(Records of labeled points)
++++++++++
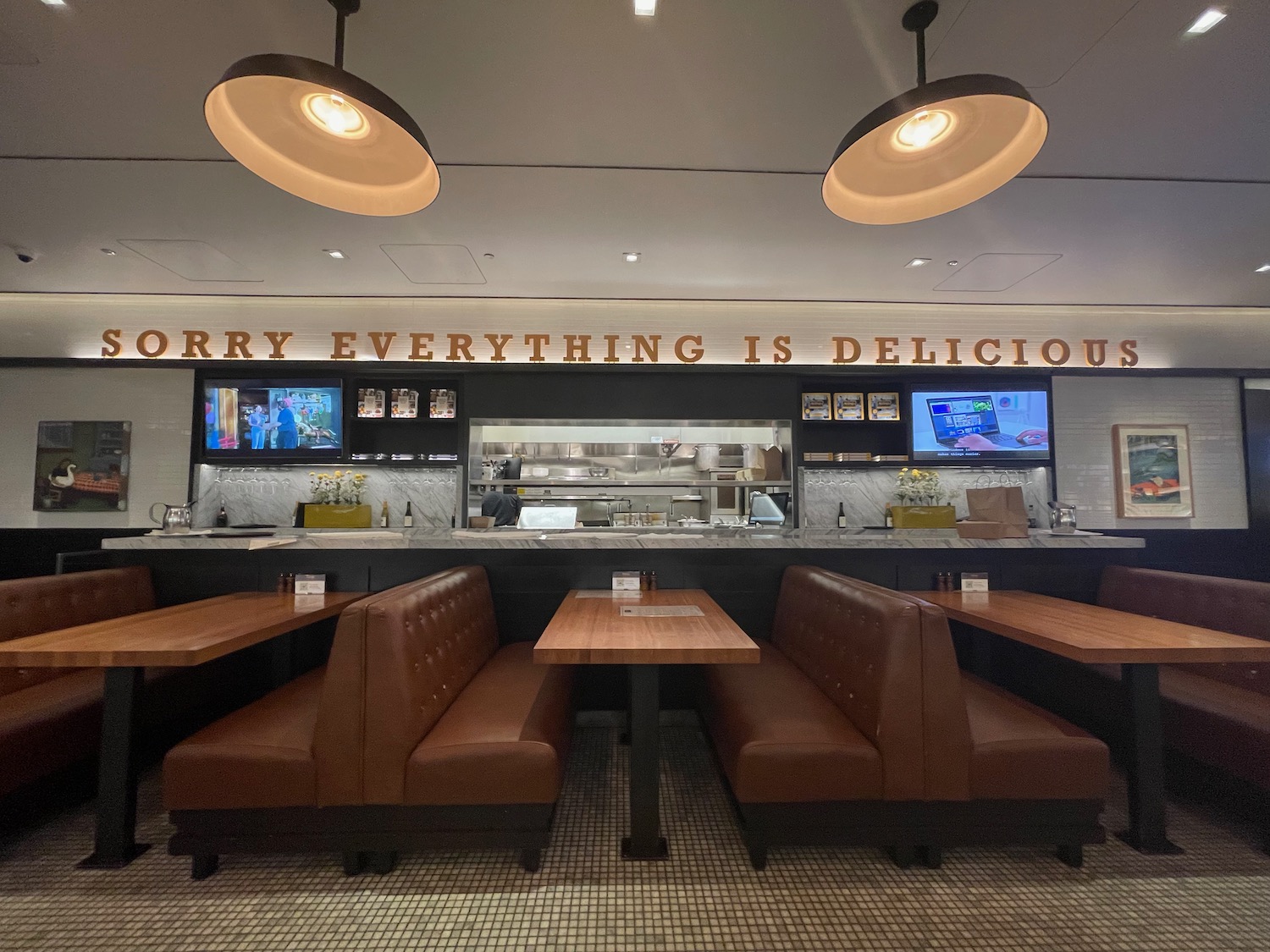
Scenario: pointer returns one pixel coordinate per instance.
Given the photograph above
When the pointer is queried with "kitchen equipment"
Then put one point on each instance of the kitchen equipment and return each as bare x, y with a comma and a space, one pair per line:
706, 457
175, 518
1062, 518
++++++++++
**Prompt:**
Substitute "locator" for every occurrence of "pointer" in the listing and write it out again with everything else unchanged, leaving out the pictures.

**Answer to the exercise:**
Scenario: locator returns one pixel coordinate per instance.
Given the photograph above
When the locator is queried with "kitchen equipment"
Then put one point on each instance of the kitchen equipment and return each as bare x, y with a comma and a space, one pair per line:
706, 457
175, 518
1062, 518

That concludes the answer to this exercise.